• [Enunciado A]:
Relacione todos os autores citados nominalmente no texto sobre o direito material de cautela.
• [Enunciado B]:
Traduza para o inglês a frase "Há direito, pretensão e ação cautelares.", extraída do texto sobre o direito material de cautela.
• [Enunciado C]:
De acordo com o trecho de Pontes de Miranda reproduzido no texto sobre o direito material de cautela, que natureza têm as regras jurídicas dos arts. 675 e 676 do Código de Processo Civil?

• [Texto de leitura]:
────────
Inauguremos este Capítulo com uma indagação, que lhe revela o próprio conteúdo: existe um direito material de cautela?

Pontes de Miranda entende que sim: “As ações cautelares são ações, por si sós; não fazem parte das relações principais ainda que tenham funções preparatórias. Há direito, pretensão e ação cautelares. Basta que se leiam os arts. 675 e 676 do Código de Processo Civil para que disso nos convençamos. As regras jurídicas contidas nos arts. 675 e 676 não são regras jurídicas processuais, mas sim regras jurídicas de direito material (A. Wach, Der italianische Arresstropozes, 95 s.; Der Feststellungsanspruch, 18; J. Weismann, Lehrbuch, II, 235), heterotopicamente metidas na legislação processual” (ob. cit., tomo IX, p. 373) (destacamos).
────────
• [Material apresentado]:
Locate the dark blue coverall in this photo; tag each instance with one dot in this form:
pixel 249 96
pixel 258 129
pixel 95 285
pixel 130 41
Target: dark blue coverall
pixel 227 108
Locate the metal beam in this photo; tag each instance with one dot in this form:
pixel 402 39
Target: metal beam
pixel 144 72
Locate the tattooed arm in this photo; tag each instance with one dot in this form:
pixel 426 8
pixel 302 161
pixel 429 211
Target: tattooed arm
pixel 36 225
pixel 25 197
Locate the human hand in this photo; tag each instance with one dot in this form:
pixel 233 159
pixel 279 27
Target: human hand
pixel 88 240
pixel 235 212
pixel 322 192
────────
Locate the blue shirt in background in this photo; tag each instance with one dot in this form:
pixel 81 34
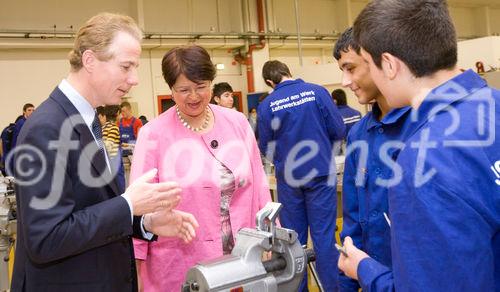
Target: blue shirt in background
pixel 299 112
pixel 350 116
────────
• [Resposta A]:
- Pontes de Miranda
- A. Wach
- J. Weismann

• [Resposta B]:
There are precautionary rights, claims, and actions.

• [Resposta C]:
Não são regras processuais, e sim regras jurídicas de direito material.